Un ras-le-bol général se fait entendre. Un an a passé depuis la découverte des vingt-deux cadavres dans les vacants et la Major Crimes suit toujours Marlo dans l’espoir de résoudre l’affaire, mais sans grand succès. Carcetti perd l’appui du FBI en ne leur livrant pas le sénateur escroc Clay Davis. Il se voit contraint de dissoudre la Major Crimes en ne laissant que Lester et Sydnor pour coincer Davis. Lester se consacre ainsi à ce qui pourrait être l’affaire politique de sa carrière mais ne lâche pas Marlo. Ce dernier profite de la situation pour accélérer son ascension : il marche sur les plates bandes de Proposition Joe en essayant de se rapprocher du Grec, profite de sa liberté pour continuer à faire le ménage chez les autres membres de la Coop et sort Omar de sa retraite. Malgré la protection de son ami Michael qui a rejoint Chris et Snoop dans les basses besognes de Marlo, Dukie ressent de plus en plus son inutilité dans les corners. Au Baltimore Sun, le journaliste Gus Haynes suit le glissement de son journal par les restructurations et la montée en flèche d’un jeune ambitieux qui est prêt à tout pour doper sa carrière. Bubbs vit dans le sous-sol de sa sœur et fréquente un groupe de junkies anonymes mais son trauma l’empêche de se réhabiliter totalement.
McNulty rumine sur les promesses qui l’ont fait revenir à son poste et reprend ses mauvaises habitudes au détriment de son couple. Son retour aux homicides après la dissolution de la Major Crimes et l’impossibilité de recevoir une aide de quiconque pour coincer Marlo, Chris et Snoop sera la goutte d’eau qui le fera fabriquer de toutes pièces un tueur en séries s’attaquant aux SDF. Ainsi lui et Lester pourront obtenir les équipes dont ils ont besoin pour résoudre l’affaire des vingt-deux cadavres. Le Baltimore Sun se retrouvera vite complice de la spirale infernale que ce mensonge occasionnera.

******

> [CONSIGNE] Que devient le passage du texte fourni qui commence par « McNulty rumine sur » et se poursuit jusqu'à « ce mensonge occasionnera. » si l'on remplace « SDF » par « sans-abri » ? Les lignes qui suivent proviennent d'une autre source.

> [LIGNES EXTRAITES]
******

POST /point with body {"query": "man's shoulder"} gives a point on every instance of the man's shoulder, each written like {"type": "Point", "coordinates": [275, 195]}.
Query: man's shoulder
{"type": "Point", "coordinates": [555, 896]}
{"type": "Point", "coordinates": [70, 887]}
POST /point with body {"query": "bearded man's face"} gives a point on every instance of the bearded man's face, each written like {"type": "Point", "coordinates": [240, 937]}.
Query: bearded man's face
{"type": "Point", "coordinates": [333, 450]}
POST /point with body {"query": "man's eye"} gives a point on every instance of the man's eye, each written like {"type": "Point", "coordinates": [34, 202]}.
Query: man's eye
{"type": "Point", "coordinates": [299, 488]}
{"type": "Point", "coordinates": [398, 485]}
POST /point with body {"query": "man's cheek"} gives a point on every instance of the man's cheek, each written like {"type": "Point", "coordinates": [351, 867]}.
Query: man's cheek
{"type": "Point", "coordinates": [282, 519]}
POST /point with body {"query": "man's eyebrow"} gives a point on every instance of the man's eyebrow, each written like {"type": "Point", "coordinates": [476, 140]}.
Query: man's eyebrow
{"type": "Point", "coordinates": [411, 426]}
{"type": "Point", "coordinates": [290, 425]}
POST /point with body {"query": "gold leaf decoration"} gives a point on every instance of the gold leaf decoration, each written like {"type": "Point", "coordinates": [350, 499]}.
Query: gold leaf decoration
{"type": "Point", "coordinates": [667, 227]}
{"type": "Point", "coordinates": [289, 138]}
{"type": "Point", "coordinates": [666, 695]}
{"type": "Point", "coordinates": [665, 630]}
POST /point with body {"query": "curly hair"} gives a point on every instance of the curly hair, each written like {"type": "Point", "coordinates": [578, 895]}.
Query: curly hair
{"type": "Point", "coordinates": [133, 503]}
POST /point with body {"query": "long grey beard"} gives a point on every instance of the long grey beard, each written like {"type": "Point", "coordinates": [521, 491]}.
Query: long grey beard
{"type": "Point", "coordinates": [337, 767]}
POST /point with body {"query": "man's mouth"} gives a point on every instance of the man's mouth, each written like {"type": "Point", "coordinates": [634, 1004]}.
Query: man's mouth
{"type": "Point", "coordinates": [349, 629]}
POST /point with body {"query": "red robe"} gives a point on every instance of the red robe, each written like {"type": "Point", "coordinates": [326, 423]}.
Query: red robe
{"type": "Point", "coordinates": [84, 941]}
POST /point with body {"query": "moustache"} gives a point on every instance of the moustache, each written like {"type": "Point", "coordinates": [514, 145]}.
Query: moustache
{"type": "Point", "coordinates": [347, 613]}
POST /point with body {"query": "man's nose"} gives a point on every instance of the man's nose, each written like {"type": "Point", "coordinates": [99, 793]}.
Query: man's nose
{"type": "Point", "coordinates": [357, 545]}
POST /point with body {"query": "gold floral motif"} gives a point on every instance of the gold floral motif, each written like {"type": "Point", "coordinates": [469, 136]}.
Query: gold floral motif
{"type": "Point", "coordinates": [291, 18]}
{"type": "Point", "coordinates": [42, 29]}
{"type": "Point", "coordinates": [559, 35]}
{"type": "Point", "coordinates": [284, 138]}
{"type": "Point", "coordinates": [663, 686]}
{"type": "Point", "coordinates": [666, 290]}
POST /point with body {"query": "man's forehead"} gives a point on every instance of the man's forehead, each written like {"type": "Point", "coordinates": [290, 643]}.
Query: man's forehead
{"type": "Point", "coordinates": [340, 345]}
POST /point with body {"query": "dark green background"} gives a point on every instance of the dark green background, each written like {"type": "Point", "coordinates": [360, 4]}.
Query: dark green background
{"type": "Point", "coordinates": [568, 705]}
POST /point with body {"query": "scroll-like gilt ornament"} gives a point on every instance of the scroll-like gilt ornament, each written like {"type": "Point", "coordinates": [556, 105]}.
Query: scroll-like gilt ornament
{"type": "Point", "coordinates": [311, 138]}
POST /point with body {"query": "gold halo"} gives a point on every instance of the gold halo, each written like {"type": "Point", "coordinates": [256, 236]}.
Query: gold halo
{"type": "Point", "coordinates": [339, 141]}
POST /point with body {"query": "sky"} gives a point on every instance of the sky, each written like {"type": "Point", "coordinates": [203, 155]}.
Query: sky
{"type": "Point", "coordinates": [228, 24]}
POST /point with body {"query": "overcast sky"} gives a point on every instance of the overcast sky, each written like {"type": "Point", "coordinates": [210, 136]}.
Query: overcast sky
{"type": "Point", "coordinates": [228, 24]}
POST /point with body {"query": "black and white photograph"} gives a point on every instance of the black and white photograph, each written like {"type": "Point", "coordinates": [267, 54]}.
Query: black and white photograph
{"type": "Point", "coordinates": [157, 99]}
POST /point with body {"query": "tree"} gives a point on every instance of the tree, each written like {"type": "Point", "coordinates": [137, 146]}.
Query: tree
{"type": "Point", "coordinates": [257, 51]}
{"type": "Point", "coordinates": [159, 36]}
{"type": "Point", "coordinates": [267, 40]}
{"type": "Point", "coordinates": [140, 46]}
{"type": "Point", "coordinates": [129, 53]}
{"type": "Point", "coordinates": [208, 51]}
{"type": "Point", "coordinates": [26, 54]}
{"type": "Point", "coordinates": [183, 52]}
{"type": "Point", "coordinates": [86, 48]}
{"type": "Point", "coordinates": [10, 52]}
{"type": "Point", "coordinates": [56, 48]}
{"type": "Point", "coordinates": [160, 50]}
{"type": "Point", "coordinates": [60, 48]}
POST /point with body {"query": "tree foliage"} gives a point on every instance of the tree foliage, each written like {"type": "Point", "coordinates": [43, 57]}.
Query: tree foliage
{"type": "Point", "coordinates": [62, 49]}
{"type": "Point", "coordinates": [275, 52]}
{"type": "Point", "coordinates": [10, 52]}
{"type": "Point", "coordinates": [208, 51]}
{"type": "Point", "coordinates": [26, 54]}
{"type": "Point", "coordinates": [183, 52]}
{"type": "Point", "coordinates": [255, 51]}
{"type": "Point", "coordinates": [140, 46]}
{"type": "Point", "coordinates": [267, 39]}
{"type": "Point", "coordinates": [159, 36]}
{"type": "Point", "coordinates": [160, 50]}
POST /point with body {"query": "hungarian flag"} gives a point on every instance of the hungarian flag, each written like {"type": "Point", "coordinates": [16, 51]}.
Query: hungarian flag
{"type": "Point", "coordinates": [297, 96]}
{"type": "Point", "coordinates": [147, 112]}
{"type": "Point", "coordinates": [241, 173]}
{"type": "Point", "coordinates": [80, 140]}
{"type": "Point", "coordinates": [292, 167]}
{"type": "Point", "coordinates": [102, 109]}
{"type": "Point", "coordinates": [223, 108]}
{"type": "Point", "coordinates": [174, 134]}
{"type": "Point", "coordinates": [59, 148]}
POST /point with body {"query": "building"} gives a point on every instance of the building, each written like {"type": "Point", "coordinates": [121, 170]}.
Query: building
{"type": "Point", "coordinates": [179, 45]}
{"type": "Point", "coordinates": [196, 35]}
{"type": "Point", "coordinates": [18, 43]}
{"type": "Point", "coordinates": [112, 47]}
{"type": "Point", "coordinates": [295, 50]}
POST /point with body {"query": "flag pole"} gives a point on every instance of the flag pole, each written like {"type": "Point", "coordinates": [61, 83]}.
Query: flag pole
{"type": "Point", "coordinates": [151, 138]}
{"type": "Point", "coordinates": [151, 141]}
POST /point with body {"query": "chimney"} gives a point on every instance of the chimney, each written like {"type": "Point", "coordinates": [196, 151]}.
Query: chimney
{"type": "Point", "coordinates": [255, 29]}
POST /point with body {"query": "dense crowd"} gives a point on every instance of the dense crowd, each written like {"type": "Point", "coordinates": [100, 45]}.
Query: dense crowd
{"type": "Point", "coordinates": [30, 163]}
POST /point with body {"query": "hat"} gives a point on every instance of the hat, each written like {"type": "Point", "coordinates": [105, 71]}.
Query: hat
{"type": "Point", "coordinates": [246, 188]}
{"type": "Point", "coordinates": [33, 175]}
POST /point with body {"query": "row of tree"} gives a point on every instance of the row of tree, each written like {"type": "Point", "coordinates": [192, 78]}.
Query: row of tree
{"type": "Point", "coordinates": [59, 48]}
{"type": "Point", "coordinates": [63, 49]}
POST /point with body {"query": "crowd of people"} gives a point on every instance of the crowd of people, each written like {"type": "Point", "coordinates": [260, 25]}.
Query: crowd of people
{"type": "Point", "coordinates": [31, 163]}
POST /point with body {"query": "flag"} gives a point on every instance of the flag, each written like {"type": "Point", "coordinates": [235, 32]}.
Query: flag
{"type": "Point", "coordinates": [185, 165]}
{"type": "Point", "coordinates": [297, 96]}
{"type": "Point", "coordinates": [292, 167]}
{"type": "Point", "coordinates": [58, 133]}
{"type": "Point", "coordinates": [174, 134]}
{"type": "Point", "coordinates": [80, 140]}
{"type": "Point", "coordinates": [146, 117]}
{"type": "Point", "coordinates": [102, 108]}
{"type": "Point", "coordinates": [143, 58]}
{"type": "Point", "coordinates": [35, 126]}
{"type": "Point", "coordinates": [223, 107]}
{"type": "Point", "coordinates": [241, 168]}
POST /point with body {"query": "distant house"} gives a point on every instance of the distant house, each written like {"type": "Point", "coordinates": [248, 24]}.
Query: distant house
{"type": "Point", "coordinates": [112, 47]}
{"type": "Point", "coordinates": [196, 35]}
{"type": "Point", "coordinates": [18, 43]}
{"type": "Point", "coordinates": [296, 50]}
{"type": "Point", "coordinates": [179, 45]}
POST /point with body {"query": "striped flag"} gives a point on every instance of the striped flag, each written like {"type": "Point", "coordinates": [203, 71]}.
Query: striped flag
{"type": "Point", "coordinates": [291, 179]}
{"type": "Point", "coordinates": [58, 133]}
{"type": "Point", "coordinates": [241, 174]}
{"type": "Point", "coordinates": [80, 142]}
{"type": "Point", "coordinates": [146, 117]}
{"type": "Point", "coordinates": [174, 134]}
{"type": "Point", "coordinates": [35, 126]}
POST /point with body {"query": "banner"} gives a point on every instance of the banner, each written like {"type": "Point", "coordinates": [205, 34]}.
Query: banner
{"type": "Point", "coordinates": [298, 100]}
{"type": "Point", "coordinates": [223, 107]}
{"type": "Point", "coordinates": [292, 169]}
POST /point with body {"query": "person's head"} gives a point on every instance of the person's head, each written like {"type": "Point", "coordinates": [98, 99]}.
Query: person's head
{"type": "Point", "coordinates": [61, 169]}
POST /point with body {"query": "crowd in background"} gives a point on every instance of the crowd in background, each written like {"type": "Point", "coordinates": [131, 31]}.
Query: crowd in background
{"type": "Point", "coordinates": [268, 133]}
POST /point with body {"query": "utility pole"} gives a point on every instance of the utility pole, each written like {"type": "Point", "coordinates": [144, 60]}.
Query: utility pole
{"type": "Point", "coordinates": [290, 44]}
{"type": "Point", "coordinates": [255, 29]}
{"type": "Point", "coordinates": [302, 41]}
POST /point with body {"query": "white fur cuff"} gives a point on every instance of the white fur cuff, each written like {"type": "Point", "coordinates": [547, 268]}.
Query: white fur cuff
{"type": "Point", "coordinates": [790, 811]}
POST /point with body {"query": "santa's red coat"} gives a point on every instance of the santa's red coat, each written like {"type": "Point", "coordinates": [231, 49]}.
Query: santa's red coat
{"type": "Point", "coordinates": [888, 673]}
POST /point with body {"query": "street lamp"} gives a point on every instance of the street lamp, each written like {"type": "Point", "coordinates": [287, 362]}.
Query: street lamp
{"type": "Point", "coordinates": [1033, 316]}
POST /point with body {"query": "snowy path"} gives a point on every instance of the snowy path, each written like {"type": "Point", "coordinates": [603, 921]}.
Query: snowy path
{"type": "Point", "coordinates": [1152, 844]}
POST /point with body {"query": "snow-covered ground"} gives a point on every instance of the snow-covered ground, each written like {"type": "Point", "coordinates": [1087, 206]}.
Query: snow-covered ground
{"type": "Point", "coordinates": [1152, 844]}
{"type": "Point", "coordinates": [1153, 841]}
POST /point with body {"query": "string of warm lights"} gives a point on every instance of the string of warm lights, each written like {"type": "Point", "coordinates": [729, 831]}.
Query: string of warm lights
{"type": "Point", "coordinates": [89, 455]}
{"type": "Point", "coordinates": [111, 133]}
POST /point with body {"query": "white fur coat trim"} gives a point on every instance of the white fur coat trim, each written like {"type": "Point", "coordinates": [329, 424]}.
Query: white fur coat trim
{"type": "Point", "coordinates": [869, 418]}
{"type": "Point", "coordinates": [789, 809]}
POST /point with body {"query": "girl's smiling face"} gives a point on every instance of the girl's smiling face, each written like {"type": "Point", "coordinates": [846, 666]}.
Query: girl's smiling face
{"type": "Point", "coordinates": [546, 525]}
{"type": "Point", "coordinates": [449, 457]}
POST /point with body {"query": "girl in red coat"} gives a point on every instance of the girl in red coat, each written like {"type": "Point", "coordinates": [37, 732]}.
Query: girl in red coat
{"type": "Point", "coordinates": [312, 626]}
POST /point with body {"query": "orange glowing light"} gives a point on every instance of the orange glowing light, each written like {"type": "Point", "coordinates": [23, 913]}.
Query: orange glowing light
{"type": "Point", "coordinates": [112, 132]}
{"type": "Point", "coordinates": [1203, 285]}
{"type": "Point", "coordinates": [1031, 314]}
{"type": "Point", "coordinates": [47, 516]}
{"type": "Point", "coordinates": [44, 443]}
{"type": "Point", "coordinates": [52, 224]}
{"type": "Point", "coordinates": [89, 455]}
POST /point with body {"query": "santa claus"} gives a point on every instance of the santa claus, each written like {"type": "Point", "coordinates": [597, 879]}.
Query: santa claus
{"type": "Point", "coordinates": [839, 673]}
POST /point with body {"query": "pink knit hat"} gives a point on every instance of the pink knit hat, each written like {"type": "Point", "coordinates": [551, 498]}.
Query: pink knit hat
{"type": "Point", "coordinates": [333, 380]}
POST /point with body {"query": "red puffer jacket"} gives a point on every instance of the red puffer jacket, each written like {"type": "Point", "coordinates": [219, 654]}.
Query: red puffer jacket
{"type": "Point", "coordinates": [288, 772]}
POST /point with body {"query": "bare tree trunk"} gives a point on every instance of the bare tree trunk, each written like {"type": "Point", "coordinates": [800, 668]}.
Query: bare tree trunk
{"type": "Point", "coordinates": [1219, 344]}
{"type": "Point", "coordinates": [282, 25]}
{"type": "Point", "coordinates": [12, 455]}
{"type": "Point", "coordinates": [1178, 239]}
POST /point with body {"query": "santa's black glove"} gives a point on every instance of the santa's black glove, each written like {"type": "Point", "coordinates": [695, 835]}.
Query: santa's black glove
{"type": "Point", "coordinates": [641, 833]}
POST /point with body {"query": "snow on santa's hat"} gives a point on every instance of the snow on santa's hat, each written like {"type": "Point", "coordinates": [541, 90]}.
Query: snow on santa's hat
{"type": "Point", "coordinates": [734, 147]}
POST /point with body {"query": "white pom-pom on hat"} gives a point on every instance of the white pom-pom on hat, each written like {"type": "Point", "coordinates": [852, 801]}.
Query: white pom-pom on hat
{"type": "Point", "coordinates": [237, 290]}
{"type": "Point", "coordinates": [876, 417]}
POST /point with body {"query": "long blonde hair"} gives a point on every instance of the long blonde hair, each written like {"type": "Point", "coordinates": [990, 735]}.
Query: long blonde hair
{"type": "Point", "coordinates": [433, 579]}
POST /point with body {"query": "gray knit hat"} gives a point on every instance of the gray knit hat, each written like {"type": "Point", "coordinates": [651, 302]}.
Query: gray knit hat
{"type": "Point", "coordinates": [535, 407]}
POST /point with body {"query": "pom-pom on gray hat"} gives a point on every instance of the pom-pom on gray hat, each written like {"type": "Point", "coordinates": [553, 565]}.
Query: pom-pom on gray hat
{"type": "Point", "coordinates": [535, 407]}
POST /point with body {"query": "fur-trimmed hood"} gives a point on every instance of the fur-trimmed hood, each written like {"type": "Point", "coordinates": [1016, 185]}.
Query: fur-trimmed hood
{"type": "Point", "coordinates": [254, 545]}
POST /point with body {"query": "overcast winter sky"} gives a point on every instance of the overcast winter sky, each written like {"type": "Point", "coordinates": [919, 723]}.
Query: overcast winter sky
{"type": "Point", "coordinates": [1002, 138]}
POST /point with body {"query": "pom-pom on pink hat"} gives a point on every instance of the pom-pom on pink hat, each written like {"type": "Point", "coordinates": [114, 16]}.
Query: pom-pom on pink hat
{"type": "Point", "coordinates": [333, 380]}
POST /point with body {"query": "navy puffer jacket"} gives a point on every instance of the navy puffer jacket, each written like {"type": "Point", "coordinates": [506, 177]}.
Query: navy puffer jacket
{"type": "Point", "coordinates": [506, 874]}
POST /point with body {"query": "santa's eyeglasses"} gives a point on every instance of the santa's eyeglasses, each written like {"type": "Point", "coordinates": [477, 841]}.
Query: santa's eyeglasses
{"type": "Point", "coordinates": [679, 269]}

******

> [RÉSULTAT OBTENU]
McNulty rumine sur les promesses qui l’ont fait revenir à son poste et reprend ses mauvaises habitudes au détriment de son couple. Son retour aux homicides après la dissolution de la Major Crimes et l’impossibilité de recevoir une aide de quiconque pour coincer Marlo, Chris et Snoop sera la goutte d’eau qui le fera fabriquer de toutes pièces un tueur en séries s’attaquant aux sans-abri. Ainsi lui et Lester pourront obtenir les équipes dont ils ont besoin pour résoudre l’affaire des vingt-deux cadavres. Le Baltimore Sun se retrouvera vite complice de la spirale infernale que ce mensonge occasionnera.